[[ DATA FOR ANALYSIS, beginning ]]
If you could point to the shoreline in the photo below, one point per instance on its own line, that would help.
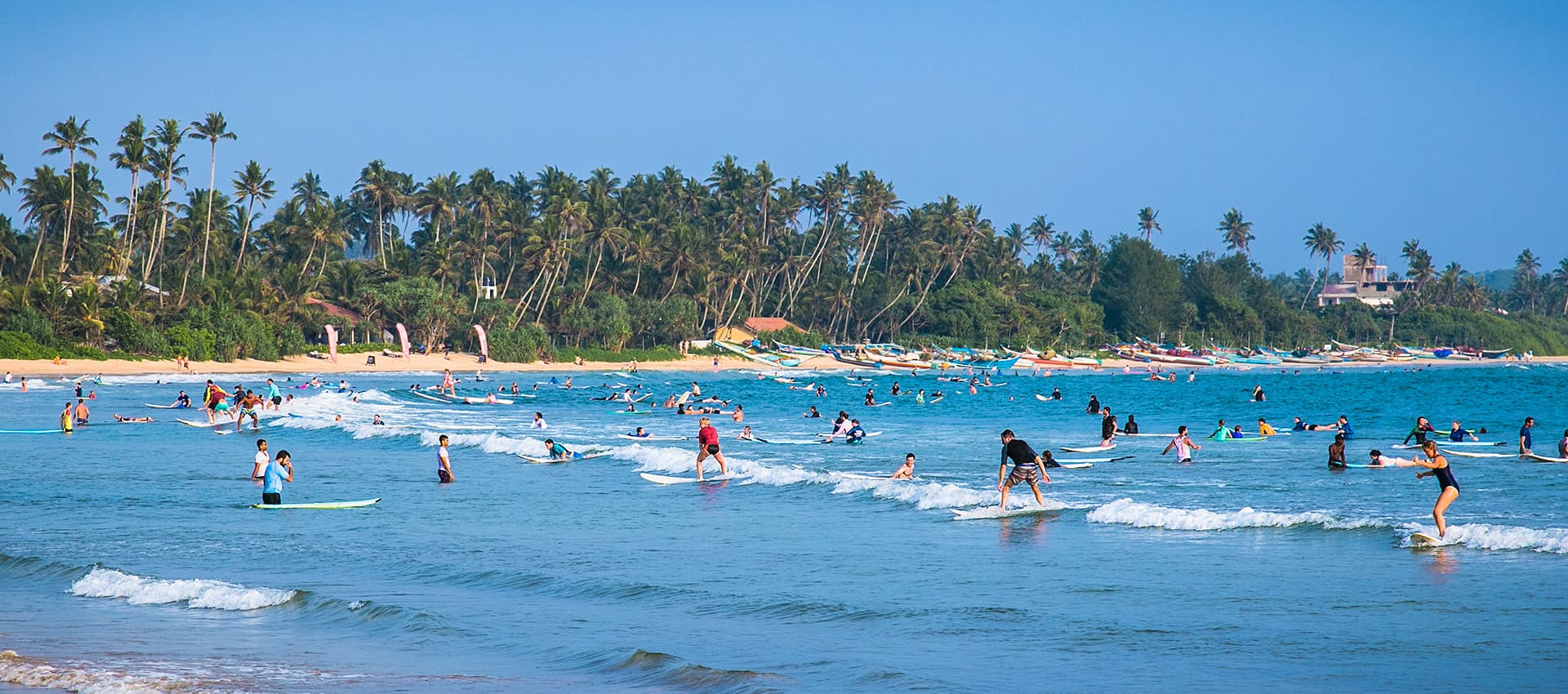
(463, 363)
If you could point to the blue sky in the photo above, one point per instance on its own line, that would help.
(1387, 121)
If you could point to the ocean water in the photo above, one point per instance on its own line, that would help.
(132, 561)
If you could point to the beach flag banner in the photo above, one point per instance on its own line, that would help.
(332, 342)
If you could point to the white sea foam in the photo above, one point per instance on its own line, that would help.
(33, 673)
(195, 593)
(1128, 511)
(1486, 536)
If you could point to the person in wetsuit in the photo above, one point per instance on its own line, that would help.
(1026, 467)
(1419, 433)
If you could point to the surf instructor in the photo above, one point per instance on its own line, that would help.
(1026, 467)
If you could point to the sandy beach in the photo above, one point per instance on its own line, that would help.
(470, 363)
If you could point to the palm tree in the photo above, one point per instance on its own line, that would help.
(212, 129)
(1041, 232)
(250, 187)
(1236, 231)
(168, 165)
(69, 136)
(1148, 223)
(134, 157)
(7, 177)
(1321, 242)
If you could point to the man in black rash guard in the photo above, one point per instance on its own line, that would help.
(1026, 467)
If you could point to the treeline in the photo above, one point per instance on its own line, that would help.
(555, 262)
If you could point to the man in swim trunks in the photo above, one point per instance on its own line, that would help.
(1026, 467)
(444, 462)
(1107, 426)
(1183, 443)
(707, 445)
(274, 477)
(1336, 452)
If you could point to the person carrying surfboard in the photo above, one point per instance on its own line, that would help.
(1026, 467)
(444, 462)
(278, 472)
(1183, 443)
(707, 445)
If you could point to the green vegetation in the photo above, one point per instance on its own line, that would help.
(557, 267)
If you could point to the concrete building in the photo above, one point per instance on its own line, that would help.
(1365, 282)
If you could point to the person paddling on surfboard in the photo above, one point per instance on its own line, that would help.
(707, 445)
(278, 472)
(1026, 467)
(1183, 443)
(444, 462)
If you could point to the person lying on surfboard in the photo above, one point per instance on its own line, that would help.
(1026, 467)
(559, 452)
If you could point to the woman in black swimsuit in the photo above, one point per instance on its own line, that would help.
(1437, 465)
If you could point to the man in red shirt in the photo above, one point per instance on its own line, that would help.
(707, 445)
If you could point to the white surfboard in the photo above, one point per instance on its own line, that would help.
(670, 480)
(998, 513)
(1477, 455)
(1452, 443)
(586, 456)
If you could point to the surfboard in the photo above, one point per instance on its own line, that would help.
(1450, 443)
(670, 480)
(1089, 448)
(586, 456)
(998, 513)
(1477, 455)
(323, 505)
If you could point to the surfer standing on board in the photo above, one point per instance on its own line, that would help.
(1183, 443)
(1026, 467)
(707, 445)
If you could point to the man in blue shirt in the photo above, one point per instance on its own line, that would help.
(278, 472)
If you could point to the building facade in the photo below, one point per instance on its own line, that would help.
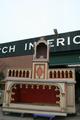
[[ DATA FOR ANALYSIS, end ]]
*EXERCISE DETAILS*. Transcribe each entry above without alteration, but keep the pictures out.

*ANSWER BELOW*.
If you could point to the shoreline in the photo below, one point per instance on its own line, that would help.
(463, 363)
If you could point to the blue sky in the photo above, one point per instance on its own line, that would help.
(1387, 121)
If you could point to the ocean water in the photo above, one point per instance on its own line, that would help.
(132, 561)
If you could point to the beach flag banner in the photo above, one point per instance on its own line, that would help.
(332, 342)
If you could point to the white sea foam in the photo above, one point per instance on its own line, that would help.
(33, 673)
(195, 593)
(1128, 511)
(1486, 536)
If you could point to the person in wetsuit in the photo above, one point per instance on its own line, that would help.
(1026, 467)
(1419, 433)
If you could point to the surf instructor in the photo above, one point per instance on its own line, that would help.
(1026, 467)
If you could point to the sandy beach in the photo above, one point per instance on its own line, that would help.
(470, 363)
If you could point to the palm tree in the photo above, one point per instance on its own line, that would help.
(212, 129)
(1041, 232)
(250, 187)
(1236, 231)
(168, 165)
(69, 136)
(1148, 223)
(134, 157)
(7, 177)
(1321, 242)
If you could point to the man in black rash guard in the photo above, one point per instance on its own line, that would help.
(1026, 467)
If you could point to the treeline in the photo above, one point per instance on its own line, that would help.
(555, 262)
If you could point to the man in swim trunks in the photo above, one point per instance on its own line, that would help.
(1026, 467)
(444, 462)
(1107, 426)
(1183, 443)
(707, 445)
(274, 477)
(1336, 452)
If you could point to the person carrying surfboard in the photo above, one point per instance on its own line, that would help.
(1026, 467)
(444, 462)
(278, 472)
(1183, 443)
(707, 445)
If you could point to the green vegetation in the photo above, one point per instance on its own line, that would help.
(557, 267)
If you could point to the concrete building in the photo above, one point per instance on its own line, that would help.
(1365, 282)
If you could point to the person paddling on surfboard in the photo above, one point per instance on its own line, that would help.
(707, 445)
(278, 472)
(1026, 467)
(1183, 443)
(444, 462)
If you could point to the person lying on surfboard in the photo above, one point per instance on its own line, that would help.
(1026, 467)
(559, 452)
If you could point to the woman in black swimsuit in the photo above, one point per instance on its own line, that would help.
(1437, 465)
If you could point to the man in red shirt in the photo above, one point per instance on its own line, that would help.
(707, 445)
If you could point to the white surfboard in the photo above, one point per instance on its own line, that would help.
(670, 480)
(998, 513)
(1477, 455)
(1452, 443)
(586, 456)
If you could point to the surfboard in the photo above, one point per instance on its own line, that would help.
(1450, 443)
(670, 480)
(1089, 448)
(586, 456)
(998, 513)
(1477, 455)
(323, 505)
If you could point to the surfer standing on board in the photo above, one point per instance on its own line, that would help.
(1183, 443)
(1026, 467)
(707, 445)
If you could point to the man in blue shirt in the photo above, one point per instance on its own line, that would help.
(278, 472)
If you could point to the building facade in the photo below, one point per instance on its own line, that would help.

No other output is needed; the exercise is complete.